Filter the records below, copying out in full every line that contains the word "shrub" and omitting all other lines.

##### SUPPLIED RECORDS

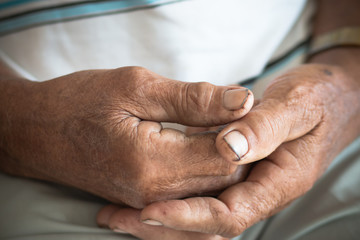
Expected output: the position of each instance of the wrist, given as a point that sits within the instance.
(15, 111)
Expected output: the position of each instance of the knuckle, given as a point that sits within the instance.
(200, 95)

##########
##### SUPPLIED RECORDS

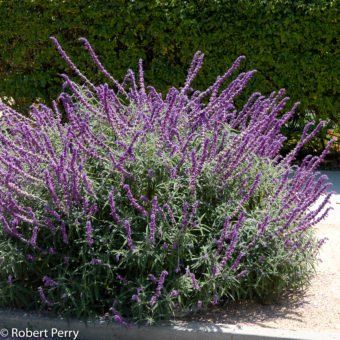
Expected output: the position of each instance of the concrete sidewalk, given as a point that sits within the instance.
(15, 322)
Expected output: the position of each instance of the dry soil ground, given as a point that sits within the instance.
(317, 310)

##########
##### SUPPLIED RECORDS

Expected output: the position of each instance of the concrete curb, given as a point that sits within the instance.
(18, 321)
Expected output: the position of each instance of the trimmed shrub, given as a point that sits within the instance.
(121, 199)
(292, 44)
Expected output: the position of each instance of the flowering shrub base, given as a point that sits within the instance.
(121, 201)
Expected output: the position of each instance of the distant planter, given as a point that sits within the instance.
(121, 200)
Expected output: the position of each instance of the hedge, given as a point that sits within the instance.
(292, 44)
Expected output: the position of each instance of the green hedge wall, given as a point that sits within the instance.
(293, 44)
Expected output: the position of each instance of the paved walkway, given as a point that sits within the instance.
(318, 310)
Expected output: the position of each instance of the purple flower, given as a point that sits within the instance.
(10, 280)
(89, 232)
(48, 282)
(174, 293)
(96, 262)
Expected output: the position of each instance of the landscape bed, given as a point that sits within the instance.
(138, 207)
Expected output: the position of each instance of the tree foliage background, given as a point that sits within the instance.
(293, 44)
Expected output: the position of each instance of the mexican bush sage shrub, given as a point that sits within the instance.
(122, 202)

##########

• [OUTPUT BELOW]:
Expected output: the position of each instance of the trimmed shrub, given as a point that sits within the instance.
Expected output: the position of each instance of the flowering shrub base, given as a point that sits within the instance.
Expected output: the position of each instance of the mexican bush sage shrub, given as a point that sits within the instance.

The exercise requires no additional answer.